- **Stated exercise**
Return each line of the material below that contains the word "face", copying every such line in full.

START

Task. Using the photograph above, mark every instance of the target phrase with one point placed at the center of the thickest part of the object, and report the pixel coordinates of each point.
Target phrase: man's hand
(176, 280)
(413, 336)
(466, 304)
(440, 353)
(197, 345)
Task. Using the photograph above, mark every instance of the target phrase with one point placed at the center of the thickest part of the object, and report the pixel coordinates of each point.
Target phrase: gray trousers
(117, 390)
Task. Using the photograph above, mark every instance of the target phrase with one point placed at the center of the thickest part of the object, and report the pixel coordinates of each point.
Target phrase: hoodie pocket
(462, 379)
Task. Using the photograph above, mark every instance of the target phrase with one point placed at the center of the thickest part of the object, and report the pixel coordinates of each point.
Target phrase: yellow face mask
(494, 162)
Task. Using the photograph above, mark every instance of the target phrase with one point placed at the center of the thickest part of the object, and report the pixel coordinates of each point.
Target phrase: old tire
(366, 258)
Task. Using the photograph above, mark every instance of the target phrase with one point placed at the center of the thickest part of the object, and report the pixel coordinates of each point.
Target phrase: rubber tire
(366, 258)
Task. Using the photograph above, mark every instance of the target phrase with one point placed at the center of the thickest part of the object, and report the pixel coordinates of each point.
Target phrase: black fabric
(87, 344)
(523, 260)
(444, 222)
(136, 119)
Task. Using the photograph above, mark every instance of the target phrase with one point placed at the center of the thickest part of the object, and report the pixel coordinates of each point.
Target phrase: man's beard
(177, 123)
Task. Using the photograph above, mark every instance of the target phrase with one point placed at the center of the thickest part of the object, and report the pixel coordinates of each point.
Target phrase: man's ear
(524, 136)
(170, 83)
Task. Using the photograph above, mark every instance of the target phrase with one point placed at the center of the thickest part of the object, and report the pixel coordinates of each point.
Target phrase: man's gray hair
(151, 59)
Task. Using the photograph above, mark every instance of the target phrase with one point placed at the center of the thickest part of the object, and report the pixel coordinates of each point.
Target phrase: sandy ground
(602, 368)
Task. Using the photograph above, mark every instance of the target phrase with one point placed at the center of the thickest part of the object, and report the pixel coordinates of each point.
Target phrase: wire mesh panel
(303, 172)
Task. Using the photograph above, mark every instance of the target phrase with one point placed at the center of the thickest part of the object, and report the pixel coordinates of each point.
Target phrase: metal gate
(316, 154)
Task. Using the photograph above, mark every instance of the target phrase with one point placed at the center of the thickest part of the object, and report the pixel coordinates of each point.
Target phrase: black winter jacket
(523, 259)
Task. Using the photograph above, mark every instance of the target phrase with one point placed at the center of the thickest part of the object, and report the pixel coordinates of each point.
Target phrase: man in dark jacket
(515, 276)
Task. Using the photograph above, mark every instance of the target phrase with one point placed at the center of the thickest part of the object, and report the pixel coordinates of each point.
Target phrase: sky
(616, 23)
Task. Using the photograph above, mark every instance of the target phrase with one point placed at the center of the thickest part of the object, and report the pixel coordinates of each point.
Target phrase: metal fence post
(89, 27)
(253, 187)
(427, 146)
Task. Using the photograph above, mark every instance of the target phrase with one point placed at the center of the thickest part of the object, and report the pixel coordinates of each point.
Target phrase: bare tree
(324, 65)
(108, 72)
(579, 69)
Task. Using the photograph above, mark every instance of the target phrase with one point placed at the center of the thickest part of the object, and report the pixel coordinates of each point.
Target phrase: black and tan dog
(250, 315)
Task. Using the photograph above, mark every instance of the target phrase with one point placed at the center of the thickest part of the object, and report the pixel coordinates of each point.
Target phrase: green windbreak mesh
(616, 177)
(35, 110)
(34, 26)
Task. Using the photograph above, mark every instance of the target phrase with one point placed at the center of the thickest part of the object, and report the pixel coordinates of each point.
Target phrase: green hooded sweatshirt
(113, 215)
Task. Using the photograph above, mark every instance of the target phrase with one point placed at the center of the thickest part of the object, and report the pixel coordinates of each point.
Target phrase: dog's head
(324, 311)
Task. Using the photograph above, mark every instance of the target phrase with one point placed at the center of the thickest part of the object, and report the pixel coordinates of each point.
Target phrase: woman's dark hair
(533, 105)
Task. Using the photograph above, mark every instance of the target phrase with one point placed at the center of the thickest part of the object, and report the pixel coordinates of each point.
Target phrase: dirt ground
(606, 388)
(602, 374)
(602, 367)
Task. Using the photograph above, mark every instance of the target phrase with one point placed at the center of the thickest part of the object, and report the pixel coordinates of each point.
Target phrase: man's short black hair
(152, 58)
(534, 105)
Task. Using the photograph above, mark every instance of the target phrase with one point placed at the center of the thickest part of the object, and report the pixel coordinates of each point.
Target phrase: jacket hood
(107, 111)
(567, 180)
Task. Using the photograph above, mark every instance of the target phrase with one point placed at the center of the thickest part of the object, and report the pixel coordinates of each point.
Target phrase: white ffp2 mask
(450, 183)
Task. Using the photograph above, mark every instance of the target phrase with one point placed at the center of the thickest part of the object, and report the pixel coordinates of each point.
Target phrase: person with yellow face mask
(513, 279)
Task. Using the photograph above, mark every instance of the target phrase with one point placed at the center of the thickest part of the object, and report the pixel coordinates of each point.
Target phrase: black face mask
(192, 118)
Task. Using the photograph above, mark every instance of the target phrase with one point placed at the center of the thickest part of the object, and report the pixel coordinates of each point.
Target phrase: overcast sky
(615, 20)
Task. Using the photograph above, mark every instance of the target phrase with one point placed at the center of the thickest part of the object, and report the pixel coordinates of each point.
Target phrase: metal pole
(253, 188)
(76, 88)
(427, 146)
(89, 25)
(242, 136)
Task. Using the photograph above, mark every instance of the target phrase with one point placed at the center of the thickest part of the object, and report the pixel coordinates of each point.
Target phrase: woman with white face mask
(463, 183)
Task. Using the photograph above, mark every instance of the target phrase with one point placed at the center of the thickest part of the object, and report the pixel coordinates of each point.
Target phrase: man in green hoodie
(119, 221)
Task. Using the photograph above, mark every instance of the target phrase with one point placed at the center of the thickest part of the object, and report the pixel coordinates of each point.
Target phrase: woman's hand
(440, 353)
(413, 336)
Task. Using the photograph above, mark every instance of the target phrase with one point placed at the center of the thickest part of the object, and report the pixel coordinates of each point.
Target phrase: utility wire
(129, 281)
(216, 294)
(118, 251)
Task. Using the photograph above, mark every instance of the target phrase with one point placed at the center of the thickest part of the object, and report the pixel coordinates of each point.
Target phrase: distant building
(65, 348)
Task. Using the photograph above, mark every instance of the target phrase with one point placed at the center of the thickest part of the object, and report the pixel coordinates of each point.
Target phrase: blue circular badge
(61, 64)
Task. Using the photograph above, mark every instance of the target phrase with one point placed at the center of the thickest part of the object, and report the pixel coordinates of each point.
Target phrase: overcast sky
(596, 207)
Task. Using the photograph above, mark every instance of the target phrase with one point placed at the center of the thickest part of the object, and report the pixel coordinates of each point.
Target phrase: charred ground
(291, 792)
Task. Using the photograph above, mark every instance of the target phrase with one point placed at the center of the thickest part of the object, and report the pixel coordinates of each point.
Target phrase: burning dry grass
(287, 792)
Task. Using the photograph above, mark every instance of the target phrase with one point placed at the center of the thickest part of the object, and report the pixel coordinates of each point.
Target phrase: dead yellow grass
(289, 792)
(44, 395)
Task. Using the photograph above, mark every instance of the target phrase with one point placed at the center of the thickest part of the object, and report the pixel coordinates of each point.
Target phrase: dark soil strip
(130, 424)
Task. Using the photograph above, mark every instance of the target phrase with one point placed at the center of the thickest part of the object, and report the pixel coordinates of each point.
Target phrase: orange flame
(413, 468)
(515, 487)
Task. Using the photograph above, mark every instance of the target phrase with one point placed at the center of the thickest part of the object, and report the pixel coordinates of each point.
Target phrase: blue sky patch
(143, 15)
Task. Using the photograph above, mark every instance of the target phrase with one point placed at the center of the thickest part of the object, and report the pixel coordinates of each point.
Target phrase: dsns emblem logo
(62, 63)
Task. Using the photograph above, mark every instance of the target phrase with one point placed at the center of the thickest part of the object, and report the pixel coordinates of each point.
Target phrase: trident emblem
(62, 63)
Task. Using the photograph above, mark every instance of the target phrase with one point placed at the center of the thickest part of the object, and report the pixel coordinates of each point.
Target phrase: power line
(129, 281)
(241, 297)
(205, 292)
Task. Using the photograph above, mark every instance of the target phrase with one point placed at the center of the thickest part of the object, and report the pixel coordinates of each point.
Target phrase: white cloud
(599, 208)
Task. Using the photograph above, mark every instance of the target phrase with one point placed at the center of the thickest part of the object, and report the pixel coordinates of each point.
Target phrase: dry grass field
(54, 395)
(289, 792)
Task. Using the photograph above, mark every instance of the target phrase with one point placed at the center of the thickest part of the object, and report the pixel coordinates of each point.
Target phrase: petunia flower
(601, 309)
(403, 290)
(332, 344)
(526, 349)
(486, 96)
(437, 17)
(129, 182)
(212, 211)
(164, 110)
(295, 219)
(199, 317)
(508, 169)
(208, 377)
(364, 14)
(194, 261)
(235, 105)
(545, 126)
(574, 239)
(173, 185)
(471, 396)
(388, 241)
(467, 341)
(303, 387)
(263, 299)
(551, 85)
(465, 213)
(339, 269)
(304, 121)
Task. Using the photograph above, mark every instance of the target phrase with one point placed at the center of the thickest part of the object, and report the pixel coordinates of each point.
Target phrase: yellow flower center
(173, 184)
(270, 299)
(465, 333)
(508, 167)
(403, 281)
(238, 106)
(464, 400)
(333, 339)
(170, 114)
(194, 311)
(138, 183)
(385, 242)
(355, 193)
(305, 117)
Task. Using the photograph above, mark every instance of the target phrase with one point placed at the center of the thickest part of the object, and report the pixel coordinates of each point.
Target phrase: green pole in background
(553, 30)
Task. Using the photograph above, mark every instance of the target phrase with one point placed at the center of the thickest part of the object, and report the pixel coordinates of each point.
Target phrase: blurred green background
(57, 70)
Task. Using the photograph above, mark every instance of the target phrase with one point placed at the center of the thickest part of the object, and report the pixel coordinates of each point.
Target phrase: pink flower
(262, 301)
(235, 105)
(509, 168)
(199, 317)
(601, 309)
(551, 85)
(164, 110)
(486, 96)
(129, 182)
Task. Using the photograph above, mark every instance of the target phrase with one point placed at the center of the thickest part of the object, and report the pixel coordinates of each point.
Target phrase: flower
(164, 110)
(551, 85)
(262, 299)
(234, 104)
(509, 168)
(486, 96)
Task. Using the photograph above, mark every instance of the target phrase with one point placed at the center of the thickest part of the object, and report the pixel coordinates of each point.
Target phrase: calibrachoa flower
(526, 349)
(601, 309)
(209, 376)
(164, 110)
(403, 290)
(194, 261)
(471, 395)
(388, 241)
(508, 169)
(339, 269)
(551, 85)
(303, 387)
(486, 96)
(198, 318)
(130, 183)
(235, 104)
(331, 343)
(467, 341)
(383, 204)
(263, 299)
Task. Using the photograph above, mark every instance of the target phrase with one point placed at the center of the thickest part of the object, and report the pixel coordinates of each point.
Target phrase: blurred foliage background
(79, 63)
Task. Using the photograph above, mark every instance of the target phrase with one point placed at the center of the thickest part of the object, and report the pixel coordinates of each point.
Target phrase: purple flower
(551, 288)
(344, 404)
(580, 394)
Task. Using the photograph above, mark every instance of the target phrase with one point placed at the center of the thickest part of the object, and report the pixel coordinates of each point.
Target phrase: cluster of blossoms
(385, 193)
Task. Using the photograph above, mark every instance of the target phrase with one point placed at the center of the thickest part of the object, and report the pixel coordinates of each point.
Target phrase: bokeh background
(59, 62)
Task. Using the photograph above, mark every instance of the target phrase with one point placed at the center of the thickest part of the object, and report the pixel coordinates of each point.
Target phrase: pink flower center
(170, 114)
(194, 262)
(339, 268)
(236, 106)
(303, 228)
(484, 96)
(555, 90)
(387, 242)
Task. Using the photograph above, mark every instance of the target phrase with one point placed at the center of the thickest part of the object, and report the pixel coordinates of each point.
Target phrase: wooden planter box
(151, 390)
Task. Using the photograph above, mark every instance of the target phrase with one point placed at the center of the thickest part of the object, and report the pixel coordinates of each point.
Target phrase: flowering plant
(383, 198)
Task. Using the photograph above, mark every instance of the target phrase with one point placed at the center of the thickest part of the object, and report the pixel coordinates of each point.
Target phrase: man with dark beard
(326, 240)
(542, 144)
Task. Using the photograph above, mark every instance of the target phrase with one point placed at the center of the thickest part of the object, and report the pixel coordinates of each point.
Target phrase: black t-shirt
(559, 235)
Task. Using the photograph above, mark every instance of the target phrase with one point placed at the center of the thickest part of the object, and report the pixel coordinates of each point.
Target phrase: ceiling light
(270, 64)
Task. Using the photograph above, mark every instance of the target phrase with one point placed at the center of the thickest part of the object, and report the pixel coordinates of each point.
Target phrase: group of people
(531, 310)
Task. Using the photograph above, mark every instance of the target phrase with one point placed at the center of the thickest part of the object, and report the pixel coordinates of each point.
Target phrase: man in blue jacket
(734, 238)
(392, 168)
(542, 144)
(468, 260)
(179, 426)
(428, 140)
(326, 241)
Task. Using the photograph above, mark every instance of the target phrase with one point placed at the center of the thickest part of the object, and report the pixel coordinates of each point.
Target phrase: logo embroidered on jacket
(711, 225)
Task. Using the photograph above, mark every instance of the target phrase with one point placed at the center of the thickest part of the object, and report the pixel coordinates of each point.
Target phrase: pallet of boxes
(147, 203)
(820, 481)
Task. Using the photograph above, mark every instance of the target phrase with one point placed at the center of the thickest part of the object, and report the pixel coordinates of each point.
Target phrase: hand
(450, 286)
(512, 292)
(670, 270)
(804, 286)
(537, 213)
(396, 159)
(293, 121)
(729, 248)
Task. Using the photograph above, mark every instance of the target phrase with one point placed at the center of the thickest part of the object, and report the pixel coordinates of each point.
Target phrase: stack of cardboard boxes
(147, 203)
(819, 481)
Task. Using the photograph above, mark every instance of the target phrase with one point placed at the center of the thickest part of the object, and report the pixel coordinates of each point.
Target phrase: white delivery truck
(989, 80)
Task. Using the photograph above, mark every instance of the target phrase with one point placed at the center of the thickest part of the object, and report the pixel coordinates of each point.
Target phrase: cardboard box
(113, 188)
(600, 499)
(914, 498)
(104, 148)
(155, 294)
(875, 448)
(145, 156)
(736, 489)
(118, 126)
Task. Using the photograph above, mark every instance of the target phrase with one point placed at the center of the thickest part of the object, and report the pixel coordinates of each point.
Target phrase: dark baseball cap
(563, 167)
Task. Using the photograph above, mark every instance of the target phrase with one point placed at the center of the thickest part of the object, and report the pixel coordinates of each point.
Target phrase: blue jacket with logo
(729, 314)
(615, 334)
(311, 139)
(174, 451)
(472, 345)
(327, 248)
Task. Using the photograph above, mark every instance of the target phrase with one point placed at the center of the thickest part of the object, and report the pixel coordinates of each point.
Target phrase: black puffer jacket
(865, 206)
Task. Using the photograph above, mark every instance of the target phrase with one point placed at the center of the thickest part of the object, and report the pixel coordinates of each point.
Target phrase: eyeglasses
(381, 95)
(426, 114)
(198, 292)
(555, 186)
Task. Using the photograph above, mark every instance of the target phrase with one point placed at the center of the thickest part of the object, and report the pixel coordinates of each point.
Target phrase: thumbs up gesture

END

- **Response to this task**
Target phrase: yellow face mask
Target phrase: person with yellow face mask
Target phrase: black face mask
Target phrase: woman with white face mask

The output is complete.